Set out exactly, line by line, the stretch of data below that begins at the line containing "Expected: for every instance of the dark" and ends at the line containing "Expected: for every instance of the green palm", with both ends kept.

++++

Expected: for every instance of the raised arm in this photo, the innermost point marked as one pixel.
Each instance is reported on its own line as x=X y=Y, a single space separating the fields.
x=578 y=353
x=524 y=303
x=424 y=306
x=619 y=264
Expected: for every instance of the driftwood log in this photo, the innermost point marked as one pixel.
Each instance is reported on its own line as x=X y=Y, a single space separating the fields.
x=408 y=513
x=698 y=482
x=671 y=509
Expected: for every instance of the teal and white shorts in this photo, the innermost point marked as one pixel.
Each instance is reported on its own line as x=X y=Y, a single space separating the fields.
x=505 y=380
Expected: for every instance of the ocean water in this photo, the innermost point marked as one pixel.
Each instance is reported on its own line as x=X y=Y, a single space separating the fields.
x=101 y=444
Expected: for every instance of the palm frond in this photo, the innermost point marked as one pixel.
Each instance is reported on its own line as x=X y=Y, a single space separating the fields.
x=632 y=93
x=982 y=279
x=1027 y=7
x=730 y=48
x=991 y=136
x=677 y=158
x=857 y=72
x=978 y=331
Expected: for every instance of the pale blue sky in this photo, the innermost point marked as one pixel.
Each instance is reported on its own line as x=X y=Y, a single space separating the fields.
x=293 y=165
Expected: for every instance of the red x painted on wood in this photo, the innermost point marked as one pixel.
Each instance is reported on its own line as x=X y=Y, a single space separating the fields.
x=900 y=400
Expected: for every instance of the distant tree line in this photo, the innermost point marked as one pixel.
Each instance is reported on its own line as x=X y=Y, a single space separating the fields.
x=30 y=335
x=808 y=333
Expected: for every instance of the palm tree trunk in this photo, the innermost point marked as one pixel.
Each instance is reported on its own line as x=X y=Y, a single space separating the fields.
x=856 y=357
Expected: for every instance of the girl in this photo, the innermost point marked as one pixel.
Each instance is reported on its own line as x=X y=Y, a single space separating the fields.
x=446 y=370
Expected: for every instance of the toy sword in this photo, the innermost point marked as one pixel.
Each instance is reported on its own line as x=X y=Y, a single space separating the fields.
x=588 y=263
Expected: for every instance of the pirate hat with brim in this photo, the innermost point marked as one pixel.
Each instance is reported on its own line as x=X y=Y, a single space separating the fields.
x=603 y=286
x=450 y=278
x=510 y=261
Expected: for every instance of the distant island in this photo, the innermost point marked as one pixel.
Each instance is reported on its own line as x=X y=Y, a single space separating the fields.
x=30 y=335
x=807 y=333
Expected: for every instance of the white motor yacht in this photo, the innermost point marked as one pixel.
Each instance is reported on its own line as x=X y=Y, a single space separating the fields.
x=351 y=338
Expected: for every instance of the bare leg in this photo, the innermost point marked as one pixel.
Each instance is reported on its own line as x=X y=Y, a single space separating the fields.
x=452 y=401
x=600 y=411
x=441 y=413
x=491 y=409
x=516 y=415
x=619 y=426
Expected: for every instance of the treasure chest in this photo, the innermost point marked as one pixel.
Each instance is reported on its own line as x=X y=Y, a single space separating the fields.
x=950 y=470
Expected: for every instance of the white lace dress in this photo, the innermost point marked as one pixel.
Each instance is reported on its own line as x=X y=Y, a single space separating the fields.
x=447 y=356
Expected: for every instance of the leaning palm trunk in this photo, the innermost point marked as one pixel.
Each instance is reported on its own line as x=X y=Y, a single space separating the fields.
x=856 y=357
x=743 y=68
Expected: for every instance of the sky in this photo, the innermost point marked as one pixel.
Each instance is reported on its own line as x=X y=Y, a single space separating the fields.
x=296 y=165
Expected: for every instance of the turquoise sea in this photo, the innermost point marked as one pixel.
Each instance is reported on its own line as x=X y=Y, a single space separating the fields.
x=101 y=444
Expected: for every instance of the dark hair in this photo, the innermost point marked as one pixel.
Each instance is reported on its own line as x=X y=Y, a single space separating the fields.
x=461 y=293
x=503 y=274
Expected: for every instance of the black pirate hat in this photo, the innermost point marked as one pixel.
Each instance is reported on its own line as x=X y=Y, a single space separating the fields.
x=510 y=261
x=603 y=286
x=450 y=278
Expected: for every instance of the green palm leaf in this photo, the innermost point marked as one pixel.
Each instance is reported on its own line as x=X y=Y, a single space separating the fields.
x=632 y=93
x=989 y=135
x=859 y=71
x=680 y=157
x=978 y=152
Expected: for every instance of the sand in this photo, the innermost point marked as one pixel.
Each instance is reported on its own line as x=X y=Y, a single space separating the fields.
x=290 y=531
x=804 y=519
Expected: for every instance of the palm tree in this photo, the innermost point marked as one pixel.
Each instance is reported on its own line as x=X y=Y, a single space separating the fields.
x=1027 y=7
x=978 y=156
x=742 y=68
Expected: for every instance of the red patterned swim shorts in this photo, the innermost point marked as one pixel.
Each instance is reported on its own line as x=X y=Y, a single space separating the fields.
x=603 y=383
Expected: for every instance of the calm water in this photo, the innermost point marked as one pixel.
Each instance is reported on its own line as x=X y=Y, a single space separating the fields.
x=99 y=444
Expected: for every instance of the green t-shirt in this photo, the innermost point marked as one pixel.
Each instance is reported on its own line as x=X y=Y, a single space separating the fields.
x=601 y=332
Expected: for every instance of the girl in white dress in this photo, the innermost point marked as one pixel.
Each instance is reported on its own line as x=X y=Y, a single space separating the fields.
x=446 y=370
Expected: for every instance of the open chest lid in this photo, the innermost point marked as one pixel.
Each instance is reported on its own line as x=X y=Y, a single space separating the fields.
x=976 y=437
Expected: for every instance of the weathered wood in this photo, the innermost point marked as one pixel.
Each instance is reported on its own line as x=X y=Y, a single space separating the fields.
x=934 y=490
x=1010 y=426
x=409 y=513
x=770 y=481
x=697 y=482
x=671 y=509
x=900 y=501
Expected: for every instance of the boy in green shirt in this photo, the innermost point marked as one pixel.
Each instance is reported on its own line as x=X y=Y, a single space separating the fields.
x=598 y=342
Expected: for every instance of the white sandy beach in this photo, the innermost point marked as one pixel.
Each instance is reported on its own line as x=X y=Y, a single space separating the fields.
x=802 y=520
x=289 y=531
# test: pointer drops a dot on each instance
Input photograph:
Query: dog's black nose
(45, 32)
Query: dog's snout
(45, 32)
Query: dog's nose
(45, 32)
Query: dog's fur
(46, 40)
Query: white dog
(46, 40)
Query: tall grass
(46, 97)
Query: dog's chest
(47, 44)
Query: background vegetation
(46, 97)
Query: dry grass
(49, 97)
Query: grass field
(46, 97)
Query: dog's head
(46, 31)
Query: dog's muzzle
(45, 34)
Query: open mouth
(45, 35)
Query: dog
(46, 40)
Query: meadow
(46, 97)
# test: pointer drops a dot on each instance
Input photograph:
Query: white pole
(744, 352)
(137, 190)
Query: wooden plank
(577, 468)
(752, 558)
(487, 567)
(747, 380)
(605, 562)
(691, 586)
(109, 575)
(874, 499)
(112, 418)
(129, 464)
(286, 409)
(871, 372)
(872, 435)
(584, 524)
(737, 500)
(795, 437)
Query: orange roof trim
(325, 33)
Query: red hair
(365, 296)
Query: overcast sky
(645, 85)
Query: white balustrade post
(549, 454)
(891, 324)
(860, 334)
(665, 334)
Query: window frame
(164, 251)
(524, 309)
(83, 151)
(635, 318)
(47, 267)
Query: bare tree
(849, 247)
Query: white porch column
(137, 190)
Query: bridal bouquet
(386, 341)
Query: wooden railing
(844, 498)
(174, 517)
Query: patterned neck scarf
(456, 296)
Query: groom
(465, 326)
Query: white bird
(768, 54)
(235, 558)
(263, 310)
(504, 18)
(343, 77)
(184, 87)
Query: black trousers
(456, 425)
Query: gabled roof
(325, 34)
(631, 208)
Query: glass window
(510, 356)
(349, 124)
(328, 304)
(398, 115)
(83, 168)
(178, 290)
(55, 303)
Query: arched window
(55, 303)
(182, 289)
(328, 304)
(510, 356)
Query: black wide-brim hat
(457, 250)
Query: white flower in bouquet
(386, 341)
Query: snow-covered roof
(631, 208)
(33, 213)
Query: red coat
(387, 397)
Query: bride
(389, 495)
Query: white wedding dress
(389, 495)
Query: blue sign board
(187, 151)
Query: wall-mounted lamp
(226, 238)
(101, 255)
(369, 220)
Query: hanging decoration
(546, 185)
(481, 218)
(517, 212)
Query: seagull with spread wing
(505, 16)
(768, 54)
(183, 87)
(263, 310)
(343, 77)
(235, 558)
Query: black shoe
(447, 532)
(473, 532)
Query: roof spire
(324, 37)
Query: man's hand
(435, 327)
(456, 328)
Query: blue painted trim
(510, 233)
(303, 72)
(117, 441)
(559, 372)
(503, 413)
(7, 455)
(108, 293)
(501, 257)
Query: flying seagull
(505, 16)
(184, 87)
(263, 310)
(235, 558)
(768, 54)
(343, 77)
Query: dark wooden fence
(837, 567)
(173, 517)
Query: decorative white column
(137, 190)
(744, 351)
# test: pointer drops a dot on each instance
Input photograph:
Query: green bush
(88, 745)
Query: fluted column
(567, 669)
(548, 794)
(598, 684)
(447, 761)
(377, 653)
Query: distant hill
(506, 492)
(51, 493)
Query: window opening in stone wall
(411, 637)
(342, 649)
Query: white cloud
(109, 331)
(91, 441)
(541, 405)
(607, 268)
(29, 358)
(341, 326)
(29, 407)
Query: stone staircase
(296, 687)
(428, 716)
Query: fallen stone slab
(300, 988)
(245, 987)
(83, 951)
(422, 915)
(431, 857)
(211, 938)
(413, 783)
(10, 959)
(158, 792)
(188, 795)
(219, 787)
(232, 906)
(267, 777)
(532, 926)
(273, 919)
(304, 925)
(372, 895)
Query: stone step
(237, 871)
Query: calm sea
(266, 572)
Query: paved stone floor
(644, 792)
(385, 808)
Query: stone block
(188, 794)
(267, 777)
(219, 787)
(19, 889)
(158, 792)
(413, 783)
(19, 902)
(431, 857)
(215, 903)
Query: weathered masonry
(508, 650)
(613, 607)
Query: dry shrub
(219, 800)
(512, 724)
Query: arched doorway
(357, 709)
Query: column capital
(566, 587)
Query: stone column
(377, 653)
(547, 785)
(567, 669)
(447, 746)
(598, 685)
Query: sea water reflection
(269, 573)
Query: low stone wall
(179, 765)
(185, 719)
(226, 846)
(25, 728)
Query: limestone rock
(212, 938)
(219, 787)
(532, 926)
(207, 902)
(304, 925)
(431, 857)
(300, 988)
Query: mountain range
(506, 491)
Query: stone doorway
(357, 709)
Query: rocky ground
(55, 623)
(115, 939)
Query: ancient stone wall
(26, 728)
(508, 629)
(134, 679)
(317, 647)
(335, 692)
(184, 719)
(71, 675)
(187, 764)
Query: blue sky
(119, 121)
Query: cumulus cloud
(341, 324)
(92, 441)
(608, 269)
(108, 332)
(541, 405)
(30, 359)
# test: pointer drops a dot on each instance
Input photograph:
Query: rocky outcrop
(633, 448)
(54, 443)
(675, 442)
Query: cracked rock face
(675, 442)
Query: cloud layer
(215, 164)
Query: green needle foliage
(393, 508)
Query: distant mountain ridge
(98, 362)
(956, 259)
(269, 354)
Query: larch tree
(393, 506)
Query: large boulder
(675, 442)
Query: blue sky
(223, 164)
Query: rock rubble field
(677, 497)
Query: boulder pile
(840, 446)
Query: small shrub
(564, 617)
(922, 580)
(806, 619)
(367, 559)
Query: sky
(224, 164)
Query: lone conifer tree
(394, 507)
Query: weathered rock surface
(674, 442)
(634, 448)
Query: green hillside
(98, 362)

++++

→ **TASK OUTPUT**:
Expected: for every instance of the dark hair in this photo, the innermost point marked as one pixel.
Each instance is reported on its own line as x=X y=Y, a single space separating the fields.
x=461 y=293
x=503 y=274
Expected: for every instance of the black pirate hat in this photo, the innermost point marked as one pixel.
Each instance is reported on its own line as x=X y=Y, a single space separating the fields.
x=510 y=261
x=603 y=286
x=450 y=278
Expected: for every instance of the green palm leaf in this photo, the innermost point marked as one pixel.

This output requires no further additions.